⟨

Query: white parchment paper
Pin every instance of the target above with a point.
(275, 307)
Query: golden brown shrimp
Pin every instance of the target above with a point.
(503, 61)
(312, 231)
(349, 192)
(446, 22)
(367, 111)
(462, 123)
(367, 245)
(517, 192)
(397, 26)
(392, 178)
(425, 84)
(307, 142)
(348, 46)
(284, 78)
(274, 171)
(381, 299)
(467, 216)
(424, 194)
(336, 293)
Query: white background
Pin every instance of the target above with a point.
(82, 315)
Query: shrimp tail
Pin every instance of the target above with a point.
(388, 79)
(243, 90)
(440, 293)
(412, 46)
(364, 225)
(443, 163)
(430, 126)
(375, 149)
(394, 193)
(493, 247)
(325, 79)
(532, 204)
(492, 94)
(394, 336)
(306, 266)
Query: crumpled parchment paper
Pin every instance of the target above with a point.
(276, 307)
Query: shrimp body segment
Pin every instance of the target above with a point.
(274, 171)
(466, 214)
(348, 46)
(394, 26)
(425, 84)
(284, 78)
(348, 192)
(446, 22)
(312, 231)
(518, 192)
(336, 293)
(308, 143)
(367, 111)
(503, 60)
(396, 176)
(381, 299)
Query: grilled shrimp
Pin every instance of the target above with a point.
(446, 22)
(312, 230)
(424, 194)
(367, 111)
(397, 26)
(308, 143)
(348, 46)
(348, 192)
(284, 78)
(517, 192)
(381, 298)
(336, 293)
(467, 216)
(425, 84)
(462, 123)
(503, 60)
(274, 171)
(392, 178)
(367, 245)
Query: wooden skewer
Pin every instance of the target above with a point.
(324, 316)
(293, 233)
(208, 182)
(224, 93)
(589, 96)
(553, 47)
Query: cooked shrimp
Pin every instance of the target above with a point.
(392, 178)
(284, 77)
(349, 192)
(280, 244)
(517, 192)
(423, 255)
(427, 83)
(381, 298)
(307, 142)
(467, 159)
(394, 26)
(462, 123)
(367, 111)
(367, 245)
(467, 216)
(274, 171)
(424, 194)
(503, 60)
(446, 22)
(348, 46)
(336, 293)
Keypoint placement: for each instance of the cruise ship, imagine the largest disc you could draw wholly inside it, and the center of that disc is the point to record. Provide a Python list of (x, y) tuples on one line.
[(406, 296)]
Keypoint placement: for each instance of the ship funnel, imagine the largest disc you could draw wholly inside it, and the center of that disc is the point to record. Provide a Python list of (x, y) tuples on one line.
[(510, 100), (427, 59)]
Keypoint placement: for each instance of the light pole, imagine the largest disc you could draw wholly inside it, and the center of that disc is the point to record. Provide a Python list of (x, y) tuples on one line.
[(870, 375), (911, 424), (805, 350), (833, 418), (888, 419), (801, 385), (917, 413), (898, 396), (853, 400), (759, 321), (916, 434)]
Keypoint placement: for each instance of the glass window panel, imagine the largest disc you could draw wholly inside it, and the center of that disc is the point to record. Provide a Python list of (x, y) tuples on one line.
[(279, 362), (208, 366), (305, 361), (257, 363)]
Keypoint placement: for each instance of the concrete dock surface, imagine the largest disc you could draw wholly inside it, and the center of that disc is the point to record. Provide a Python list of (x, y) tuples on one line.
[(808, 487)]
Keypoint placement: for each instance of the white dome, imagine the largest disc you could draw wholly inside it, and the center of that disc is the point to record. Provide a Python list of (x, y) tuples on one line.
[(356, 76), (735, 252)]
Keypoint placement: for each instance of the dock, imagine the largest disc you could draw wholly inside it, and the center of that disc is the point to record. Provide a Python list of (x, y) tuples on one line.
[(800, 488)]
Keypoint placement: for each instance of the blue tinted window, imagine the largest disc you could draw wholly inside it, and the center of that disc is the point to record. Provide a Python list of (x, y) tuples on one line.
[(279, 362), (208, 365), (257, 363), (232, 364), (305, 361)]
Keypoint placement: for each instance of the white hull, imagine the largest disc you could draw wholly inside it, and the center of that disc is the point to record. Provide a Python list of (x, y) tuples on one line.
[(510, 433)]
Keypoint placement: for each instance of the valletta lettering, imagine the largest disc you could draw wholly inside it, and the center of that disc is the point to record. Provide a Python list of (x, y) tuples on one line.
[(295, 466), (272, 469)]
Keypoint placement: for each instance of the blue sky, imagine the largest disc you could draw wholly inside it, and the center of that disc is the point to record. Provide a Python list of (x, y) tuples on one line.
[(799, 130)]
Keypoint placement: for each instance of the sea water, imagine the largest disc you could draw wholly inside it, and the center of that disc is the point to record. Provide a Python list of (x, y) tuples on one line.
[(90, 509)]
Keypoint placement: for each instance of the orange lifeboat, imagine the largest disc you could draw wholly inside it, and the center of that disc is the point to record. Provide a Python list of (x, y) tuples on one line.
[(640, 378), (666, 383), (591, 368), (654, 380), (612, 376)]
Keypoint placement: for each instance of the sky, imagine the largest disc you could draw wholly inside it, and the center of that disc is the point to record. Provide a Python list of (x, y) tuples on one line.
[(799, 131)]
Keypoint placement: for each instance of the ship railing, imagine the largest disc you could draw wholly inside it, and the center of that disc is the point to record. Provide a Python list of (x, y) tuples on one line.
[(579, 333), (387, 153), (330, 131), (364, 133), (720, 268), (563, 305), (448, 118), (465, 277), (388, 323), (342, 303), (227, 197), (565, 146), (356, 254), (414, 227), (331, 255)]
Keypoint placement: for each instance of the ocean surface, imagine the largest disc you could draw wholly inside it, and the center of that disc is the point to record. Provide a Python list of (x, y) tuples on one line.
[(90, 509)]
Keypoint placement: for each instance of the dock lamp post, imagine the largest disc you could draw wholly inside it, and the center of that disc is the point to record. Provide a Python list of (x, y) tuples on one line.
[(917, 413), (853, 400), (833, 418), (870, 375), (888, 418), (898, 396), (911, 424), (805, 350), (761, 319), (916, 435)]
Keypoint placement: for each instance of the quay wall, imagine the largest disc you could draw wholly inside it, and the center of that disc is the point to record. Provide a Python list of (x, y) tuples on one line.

⟩
⟨

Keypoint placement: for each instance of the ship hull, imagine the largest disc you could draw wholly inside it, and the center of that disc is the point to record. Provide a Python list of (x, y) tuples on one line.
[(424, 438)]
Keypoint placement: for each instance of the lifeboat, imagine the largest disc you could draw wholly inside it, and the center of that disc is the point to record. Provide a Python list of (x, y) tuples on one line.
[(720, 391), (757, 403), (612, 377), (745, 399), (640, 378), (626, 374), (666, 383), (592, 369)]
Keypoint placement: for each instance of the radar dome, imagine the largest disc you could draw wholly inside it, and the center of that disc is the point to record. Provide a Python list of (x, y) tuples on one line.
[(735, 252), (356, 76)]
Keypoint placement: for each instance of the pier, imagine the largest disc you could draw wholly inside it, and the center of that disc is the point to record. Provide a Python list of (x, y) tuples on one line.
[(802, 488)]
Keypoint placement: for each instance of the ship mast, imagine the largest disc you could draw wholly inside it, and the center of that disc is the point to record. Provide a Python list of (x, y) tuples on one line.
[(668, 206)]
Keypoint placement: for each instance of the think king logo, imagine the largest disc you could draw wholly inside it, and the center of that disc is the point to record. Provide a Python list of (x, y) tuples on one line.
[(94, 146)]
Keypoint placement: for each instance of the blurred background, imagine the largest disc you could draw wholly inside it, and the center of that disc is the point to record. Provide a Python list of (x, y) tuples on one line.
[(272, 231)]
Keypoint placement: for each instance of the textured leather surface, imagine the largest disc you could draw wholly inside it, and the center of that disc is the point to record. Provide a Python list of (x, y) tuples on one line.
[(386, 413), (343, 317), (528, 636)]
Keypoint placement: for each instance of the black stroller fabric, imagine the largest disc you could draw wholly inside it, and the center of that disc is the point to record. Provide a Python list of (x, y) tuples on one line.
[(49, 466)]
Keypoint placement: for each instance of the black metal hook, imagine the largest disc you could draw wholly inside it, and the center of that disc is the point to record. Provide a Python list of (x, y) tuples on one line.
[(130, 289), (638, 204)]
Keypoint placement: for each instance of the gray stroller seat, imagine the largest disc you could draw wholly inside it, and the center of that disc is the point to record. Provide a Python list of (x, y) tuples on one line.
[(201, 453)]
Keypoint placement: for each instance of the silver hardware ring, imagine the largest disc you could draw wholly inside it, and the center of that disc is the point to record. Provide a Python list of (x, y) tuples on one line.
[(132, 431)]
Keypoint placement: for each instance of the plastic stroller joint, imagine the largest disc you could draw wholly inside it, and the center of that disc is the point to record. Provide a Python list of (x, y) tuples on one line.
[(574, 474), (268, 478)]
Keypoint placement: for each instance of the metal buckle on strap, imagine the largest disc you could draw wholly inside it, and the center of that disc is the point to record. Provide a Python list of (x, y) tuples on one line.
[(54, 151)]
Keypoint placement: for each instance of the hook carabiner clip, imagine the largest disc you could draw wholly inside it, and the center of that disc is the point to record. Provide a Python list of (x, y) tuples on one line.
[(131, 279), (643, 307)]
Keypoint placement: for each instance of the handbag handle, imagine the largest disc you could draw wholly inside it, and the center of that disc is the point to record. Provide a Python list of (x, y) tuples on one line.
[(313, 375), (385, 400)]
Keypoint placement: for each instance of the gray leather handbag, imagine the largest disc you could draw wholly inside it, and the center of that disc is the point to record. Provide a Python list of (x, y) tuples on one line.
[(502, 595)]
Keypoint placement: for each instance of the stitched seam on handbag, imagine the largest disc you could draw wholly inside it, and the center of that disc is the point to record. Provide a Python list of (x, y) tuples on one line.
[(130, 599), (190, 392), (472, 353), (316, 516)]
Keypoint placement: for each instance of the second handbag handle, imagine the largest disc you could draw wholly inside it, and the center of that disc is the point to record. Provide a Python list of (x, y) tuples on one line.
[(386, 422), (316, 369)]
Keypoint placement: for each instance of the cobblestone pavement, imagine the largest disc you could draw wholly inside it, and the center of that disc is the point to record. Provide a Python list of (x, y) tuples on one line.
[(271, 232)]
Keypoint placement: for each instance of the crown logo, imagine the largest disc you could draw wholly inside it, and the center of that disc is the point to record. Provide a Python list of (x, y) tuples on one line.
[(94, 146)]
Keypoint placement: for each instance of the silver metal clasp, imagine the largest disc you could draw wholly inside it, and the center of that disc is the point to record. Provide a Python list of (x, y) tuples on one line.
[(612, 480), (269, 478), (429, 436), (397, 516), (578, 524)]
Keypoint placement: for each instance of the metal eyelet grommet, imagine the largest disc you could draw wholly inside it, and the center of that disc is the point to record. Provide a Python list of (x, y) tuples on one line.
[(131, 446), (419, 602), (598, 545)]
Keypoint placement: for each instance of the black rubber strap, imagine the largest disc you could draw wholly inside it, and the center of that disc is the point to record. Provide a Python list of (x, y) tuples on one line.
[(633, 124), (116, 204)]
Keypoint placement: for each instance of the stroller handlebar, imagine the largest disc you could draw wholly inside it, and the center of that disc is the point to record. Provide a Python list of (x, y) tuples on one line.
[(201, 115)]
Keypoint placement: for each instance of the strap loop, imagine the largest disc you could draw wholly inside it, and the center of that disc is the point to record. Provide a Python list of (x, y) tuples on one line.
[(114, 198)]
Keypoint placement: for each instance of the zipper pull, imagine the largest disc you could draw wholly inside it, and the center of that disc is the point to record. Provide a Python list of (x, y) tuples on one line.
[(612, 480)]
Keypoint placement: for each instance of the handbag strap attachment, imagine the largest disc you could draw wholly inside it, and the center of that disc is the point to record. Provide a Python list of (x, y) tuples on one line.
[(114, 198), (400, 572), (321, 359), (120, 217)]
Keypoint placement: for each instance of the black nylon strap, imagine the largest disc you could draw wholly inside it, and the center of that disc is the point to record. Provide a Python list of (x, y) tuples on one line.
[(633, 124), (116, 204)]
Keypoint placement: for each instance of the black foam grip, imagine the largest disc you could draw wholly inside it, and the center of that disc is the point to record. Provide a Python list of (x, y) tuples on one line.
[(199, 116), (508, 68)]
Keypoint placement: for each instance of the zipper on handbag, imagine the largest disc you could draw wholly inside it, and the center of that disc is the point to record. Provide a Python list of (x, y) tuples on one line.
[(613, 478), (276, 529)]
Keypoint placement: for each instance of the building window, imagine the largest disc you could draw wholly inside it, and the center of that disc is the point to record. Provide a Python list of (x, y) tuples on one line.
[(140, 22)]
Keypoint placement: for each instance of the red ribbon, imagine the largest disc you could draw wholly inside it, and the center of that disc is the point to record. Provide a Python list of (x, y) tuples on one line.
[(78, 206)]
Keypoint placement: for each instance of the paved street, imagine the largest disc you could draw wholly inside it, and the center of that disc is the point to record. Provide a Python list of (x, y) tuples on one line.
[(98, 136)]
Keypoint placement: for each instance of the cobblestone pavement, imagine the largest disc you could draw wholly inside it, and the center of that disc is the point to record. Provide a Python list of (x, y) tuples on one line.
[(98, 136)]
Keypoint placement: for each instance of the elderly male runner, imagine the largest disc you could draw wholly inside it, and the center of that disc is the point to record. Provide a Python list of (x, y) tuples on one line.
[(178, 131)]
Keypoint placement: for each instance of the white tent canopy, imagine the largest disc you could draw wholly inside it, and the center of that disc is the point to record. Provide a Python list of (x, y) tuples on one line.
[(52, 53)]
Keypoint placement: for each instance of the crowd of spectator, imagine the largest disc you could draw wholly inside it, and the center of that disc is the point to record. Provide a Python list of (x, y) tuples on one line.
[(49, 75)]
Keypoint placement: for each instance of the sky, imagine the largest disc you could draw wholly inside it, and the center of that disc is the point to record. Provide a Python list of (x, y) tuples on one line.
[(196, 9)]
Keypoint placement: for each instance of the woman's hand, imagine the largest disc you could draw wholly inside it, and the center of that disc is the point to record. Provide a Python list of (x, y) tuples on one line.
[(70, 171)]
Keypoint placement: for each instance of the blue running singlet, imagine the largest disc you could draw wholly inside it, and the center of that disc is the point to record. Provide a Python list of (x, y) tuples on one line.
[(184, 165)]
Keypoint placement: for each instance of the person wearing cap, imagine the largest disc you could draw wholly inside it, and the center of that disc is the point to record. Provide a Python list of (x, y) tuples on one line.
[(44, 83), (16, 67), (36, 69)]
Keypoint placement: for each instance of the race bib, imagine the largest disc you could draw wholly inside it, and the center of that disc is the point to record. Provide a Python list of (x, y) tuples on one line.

⟩
⟨

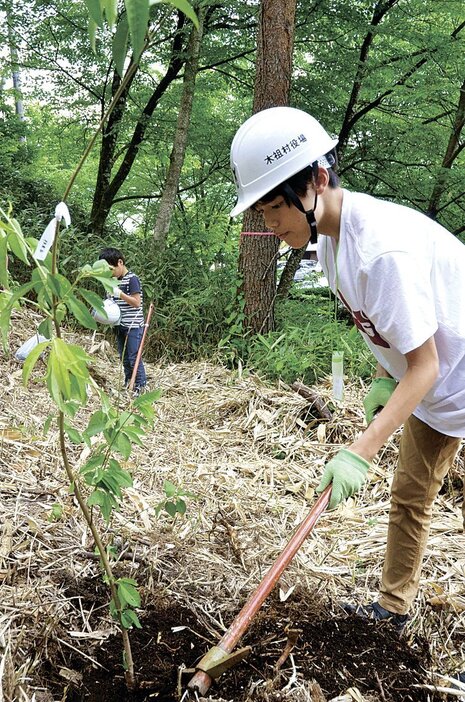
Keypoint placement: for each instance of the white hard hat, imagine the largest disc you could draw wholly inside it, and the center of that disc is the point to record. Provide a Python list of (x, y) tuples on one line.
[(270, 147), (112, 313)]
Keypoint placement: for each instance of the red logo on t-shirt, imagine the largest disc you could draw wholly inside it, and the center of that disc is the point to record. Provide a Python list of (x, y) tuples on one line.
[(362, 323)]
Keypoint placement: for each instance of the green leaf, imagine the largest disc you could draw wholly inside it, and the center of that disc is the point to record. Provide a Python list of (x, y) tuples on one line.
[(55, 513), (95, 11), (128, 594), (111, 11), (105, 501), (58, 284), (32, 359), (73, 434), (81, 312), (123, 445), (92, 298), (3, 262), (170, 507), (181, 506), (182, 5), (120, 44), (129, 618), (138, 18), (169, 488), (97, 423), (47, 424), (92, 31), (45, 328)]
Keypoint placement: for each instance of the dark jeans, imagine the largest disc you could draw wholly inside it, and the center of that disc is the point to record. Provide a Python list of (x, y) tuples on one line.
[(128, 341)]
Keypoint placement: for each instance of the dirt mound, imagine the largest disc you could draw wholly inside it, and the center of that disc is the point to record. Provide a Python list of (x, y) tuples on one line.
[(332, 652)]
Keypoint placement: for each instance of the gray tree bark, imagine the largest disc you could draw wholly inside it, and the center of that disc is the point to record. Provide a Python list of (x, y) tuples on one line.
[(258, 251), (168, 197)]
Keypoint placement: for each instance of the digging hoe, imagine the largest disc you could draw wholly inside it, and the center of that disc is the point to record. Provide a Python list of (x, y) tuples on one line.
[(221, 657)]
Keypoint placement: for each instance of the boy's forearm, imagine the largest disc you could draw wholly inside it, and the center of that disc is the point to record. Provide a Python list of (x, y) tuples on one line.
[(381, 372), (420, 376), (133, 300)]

⟩

WHAT YOU WILL DO → Some lines in the records may hold "paper"; state how many do, and give no more than that number.

SOLUTION → 2